Data listing
*-*-*
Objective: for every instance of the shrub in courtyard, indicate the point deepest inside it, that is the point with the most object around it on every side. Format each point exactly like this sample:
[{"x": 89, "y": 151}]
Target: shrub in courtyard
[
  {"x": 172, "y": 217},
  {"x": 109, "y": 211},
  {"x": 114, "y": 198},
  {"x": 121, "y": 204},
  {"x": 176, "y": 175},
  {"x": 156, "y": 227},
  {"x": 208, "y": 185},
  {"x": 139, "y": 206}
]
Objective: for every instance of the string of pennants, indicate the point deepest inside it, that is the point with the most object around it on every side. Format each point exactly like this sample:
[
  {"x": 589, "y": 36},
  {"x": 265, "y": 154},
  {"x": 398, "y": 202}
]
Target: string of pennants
*-*-*
**SHORT PROBLEM**. Produce an exact repeat of the lines from the one containing "Objective: for every instance of the string" through the last line of the data, and nothing more.

**RESPONSE TO THIS TASK**.
Objective: for every instance of the string of pennants, indicate the point deepest inside it, that is the point with the most object around it on every side. Format each point exactly like this sample:
[
  {"x": 589, "y": 36},
  {"x": 265, "y": 154},
  {"x": 398, "y": 202}
]
Target: string of pennants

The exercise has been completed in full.